### Page excerpt ###

Of tea and cosy murders

The world is becoming a place I don’t particularly like. Gigantic malls have gobbled up charming little retail outlets. The city is breathing noxious fumes of massive cars which hog our narrow lanes. Everything — literature, spirituality, charity — is now about hard sell. People no longer write Standard English, but sprinkle their text messages with a generous dose of ‘Hmm’ and ‘K’ (Abbreviation of “OK”, I’m told).

A bombardment of the above merits a retreat into one’s own world of cosy murder mysteries, accompanied by a good comforting cup of tea. During such times, Dame Agatha Christie’s books are my comfort. I’m alternately soothed and stimulated by her simple writing style and deep insight into human psychology.

Over a career spanning decades, Christie has immortalised two detectives: the egocentric Hercule Poirot and the affable Miss Marple. The modus operandi of the two investigators varies greatly. Poirot’s detection style involves close observation, brisk interrogation, combined with exercising his famous ‘grey cells’ to merge the dichotomy between what appears to be and what is. Miss Marple, on the other hand, is more ‘passive’. To solve a case she relies on casual conversations, introspection and drawing parallels between the humans and circumstances surrounding the case at hand to people and incidents which had transpired in the past in her secluded little village, St Mary Mead. Miss Marple believes that human nature is the same everywhere, whether in a tiny village or a city, and uses this knowledge to her advantage.

### Extracted data ###

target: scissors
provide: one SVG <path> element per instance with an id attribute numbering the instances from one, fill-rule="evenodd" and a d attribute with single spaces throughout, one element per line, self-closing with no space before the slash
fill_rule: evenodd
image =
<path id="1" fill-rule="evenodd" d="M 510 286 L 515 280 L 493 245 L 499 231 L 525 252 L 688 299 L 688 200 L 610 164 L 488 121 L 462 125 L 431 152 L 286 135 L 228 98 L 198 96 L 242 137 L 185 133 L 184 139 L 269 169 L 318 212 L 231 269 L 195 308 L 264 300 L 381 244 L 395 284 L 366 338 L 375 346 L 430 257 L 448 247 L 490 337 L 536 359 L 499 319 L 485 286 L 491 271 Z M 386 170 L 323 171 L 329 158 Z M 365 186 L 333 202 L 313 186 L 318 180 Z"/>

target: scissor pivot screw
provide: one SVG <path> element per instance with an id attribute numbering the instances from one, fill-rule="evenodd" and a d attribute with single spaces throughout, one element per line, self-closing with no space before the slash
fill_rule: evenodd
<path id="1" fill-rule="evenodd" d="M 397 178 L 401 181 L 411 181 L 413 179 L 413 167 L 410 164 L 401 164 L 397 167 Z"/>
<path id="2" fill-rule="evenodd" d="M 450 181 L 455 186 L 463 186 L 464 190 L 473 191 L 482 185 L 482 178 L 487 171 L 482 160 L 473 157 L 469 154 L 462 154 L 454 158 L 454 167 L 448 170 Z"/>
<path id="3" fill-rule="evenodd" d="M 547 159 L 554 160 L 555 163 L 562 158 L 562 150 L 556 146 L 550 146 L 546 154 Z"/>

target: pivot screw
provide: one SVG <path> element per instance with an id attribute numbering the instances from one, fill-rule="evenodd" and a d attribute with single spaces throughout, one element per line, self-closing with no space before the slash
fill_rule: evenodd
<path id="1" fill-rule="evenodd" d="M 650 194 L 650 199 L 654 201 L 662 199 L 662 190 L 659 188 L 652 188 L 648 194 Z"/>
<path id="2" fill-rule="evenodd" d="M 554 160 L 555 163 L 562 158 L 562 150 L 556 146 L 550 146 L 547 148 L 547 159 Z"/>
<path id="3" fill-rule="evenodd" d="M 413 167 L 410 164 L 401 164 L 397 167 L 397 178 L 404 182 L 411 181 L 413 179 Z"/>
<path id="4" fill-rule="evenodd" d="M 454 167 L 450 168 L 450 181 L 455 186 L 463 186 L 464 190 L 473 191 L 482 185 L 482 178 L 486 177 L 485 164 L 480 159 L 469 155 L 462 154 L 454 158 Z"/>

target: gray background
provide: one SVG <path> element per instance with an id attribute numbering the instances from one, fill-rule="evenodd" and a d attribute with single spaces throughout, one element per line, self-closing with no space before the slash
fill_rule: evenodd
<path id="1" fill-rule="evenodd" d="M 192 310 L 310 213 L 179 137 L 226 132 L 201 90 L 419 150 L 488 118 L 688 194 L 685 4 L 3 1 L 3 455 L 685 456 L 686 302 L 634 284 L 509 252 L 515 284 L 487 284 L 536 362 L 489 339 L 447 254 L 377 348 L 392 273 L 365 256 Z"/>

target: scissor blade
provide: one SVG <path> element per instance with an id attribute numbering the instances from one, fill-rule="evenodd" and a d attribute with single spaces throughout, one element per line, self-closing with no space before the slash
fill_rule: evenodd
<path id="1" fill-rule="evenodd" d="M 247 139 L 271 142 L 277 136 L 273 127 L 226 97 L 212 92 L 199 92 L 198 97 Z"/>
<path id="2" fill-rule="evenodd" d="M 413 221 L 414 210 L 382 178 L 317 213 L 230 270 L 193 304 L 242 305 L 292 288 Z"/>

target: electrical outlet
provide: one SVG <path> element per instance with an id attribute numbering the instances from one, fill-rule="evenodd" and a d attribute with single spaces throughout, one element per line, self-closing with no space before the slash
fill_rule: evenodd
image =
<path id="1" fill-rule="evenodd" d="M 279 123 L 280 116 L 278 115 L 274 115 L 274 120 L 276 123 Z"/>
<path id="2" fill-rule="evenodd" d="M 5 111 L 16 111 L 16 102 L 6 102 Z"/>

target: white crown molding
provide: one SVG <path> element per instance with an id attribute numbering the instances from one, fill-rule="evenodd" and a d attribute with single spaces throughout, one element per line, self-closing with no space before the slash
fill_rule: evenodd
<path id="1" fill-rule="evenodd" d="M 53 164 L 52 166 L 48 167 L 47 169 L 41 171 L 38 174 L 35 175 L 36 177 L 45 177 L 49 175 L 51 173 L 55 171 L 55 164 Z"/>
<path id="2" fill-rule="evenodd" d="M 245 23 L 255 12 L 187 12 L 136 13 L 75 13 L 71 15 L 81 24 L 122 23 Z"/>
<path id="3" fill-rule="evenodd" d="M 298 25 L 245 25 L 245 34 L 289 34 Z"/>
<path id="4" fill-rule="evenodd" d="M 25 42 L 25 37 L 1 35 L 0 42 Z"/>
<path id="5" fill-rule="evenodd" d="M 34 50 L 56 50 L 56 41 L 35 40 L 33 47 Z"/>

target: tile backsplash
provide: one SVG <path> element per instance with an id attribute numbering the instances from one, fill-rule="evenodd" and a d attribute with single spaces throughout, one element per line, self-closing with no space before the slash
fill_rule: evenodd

###

- **Task requirements**:
Copy out the whole essay on tea and Agatha Christie's mysteries, word for word.

- **Answer to this exercise**:
Of tea and cosy murders

The world is becoming a place I don’t particularly like. Gigantic malls have gobbled up charming little retail outlets. The city is breathing noxious fumes of massive cars which hog our narrow lanes. Everything — literature, spirituality, charity — is now about hard sell. People no longer write Standard English, but sprinkle their text messages with a generous dose of ‘Hmm’ and ‘K’ (Abbreviation of “OK”, I’m told).

A bombardment of the above merits a retreat into one’s own world of cosy murder mysteries, accompanied by a good comforting cup of tea. During such times, Dame Agatha Christie’s books are my comfort. I’m alternately soothed and stimulated by her simple writing style and deep insight into human psychology.

Over a career spanning decades, Christie has immortalised two detectives: the egocentric Hercule Poirot and the affable Miss Marple. The modus operandi of the two investigators varies greatly. Poirot’s detection style involves close observation, brisk interrogation, combined with exercising his famous ‘grey cells’ to merge the dichotomy between what appears to be and what is. Miss Marple, on the other hand, is more ‘passive’. To solve a case she relies on casual conversations, introspection and drawing parallels between the humans and circumstances surrounding the case at hand to people and incidents which had transpired in the past in her secluded little village, St Mary Mead. Miss Marple believes that human nature is the same everywhere, whether in a tiny village or a city, and uses this knowledge to her advantage.